**CHALLENGE**.
Exactly reproduce the lines that follow.

**Recorded data**.
-----
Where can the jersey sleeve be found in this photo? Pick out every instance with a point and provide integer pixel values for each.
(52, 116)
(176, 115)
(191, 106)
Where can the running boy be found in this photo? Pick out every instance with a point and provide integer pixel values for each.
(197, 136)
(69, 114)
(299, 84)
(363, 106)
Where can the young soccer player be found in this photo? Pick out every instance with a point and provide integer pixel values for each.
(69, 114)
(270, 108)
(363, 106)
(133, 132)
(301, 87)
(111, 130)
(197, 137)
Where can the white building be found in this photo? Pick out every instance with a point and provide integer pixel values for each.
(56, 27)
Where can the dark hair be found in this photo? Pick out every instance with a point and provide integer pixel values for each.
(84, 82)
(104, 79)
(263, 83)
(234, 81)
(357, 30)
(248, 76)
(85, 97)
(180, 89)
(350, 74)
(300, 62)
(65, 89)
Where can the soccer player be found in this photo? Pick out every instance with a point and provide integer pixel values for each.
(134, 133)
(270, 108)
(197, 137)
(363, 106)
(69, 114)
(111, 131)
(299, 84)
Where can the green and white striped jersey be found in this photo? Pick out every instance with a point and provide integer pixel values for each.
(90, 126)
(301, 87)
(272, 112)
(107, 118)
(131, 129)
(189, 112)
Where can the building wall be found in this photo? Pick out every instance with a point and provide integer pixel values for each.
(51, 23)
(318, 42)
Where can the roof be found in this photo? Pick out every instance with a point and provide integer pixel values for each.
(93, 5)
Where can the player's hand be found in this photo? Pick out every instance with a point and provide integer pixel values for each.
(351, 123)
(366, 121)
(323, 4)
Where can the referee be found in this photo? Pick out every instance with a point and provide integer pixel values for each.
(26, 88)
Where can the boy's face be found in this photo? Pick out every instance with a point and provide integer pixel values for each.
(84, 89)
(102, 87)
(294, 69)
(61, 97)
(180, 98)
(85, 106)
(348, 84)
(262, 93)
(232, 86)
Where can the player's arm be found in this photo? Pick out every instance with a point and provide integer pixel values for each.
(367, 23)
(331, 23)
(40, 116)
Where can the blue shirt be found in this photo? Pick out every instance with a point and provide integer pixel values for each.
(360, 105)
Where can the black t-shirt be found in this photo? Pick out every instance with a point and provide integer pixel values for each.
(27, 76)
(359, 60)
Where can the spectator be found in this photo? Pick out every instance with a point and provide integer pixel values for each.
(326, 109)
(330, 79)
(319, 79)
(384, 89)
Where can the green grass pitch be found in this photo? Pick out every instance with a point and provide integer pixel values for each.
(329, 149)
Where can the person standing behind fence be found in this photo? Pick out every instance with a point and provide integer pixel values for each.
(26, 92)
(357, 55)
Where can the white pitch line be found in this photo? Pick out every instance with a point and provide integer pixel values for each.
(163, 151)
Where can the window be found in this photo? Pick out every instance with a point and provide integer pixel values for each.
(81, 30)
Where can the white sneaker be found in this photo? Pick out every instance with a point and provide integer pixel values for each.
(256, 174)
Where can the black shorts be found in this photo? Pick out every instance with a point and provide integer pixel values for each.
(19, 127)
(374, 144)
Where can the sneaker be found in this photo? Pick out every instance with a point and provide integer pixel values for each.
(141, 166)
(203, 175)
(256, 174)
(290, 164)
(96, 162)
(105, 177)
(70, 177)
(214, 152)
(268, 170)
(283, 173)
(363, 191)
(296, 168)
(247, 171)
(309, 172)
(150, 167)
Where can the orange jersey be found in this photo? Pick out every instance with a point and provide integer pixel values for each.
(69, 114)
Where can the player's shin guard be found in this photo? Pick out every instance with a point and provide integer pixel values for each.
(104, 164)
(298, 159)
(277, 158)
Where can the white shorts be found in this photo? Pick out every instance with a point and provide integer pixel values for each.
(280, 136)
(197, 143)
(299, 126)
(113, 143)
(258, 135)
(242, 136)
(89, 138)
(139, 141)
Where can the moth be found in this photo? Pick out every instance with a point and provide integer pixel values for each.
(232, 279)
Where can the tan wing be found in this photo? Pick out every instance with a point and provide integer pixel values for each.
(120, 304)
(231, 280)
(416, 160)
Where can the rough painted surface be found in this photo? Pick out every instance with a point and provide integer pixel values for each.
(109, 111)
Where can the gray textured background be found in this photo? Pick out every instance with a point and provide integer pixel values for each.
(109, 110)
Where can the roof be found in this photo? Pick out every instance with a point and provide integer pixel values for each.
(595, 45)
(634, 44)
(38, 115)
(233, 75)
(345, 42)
-----
**FULL ANSWER**.
Where can the jersey sleeve be found in this photo? Pick out every instance with a point and provide integer pixel values for each.
(52, 116)
(176, 115)
(191, 106)
Where can the running boy be found in this photo? Pick out every instance with a point and provide integer pixel values for each.
(197, 136)
(69, 114)
(299, 84)
(363, 106)
Where can the young soccer player be found in this photo? Pick out every instance with a point and provide integer pixel values for each.
(69, 114)
(270, 108)
(363, 106)
(133, 132)
(301, 87)
(111, 130)
(197, 137)
Where can the white building be found in this photo? Pick out every instance with a point and provide integer pixel values for each.
(56, 27)
Where can the dark hair be found in this photo? Pick out every instance with a point and provide integer pixel values for each.
(84, 82)
(104, 79)
(263, 83)
(234, 81)
(357, 30)
(248, 76)
(85, 97)
(180, 89)
(350, 74)
(300, 62)
(65, 89)
Where can the soccer player be found in this photo? Pick out every instance with a point and provide integer pixel values for each.
(134, 133)
(270, 108)
(197, 137)
(363, 106)
(69, 114)
(111, 131)
(299, 84)
Where can the green and white striped jersey be found in this photo? Pick out every instance with a point and provide integer pixel values for each.
(90, 126)
(301, 87)
(272, 112)
(107, 118)
(131, 129)
(189, 112)
Where can the building wall be found in this photo? Pick out every instance with a point and provide integer pixel values for each.
(51, 23)
(318, 42)
Where can the roof be found in this photo? Pick out every instance with a point and provide integer pixel values for each.
(93, 5)
Where can the player's hand be found in this photo? Pick out every instance with a point and provide integer pixel values for each.
(351, 123)
(366, 121)
(323, 4)
Where can the referee be found in this photo? Pick out every instance with a point and provide integer pixel values for each.
(26, 88)
Where can the boy's face be found in this photo? Pick out every instance with a point and provide integer pixel values for each.
(84, 89)
(102, 87)
(294, 69)
(61, 97)
(180, 98)
(85, 106)
(348, 84)
(262, 93)
(232, 86)
Where can the player's arm be found in this photo? Pick out every instance with a point and provide integer pixel values for each.
(367, 23)
(331, 23)
(40, 116)
Where can the blue shirt be found in this photo? Pick out every instance with a point and provide integer pixel values for each.
(360, 105)
Where can the black t-shirt be found in this photo? Pick out every instance with a point and provide integer pixel values for each.
(27, 76)
(359, 60)
Where can the spectator be found in this photo? Pick out every instance with a point and provide integer pixel values for each.
(326, 109)
(330, 79)
(319, 79)
(384, 89)
Where can the green grass pitch be found in this photo? Pick out every instance with a point and provide integer pixel values for each.
(329, 149)
Where can the person standing behind fence be found in this photo? Pick out every instance with a point and provide integer pixel values for each.
(26, 92)
(357, 55)
Where can the white pitch line be found in this photo? Pick out every instance with a point and provide integer pixel values for each.
(163, 151)
Where can the window be found in this photo? Pick out every instance with a point and provide integer pixel values for each.
(81, 30)
Where can the white sneaker be found in this photo? Pick out every instance with a point and provide integer pixel values for each.
(256, 174)
Where can the black shorts be found in this photo? Pick out every instance with a point and provide integer pixel values for each.
(19, 127)
(374, 144)
Where can the sneaker be found in this photo? Pick out every instance with a point and provide integer pixel values for each.
(141, 166)
(203, 175)
(256, 174)
(290, 164)
(96, 162)
(105, 177)
(70, 177)
(214, 152)
(268, 170)
(283, 173)
(363, 191)
(296, 168)
(247, 171)
(309, 172)
(150, 167)
Where can the orange jersey be found in this photo? Pick out every instance with a point and provide integer pixel values for each.
(69, 114)
Where can the player's shin guard be found in this photo? Pick out every instance with a point and provide integer pixel values for each.
(104, 164)
(298, 159)
(277, 158)
Where can the white shorts be found in this photo? Pick out every instance with a point and provide integer pixel values for each.
(280, 136)
(197, 143)
(299, 126)
(113, 143)
(258, 135)
(242, 136)
(89, 138)
(139, 141)
Where can the moth be found in this photo? Pick out every instance with a point and provide integer pixel values for each.
(232, 279)
Where can the tan wing be found in this photo? Pick out every instance with a point and provide integer pixel values for each.
(120, 304)
(231, 280)
(416, 160)
Where can the rough painted surface be found in this photo? Pick out every instance with a point and provide integer pixel values for each.
(109, 111)
Where can the gray textured background be found in this photo? Pick out every instance with a point and provide integer pixel values for each.
(109, 110)
Where can the roof be found in this photo? Pick out every instance with a point and provide integer pixel values for each.
(595, 45)
(634, 44)
(38, 115)
(233, 75)
(345, 42)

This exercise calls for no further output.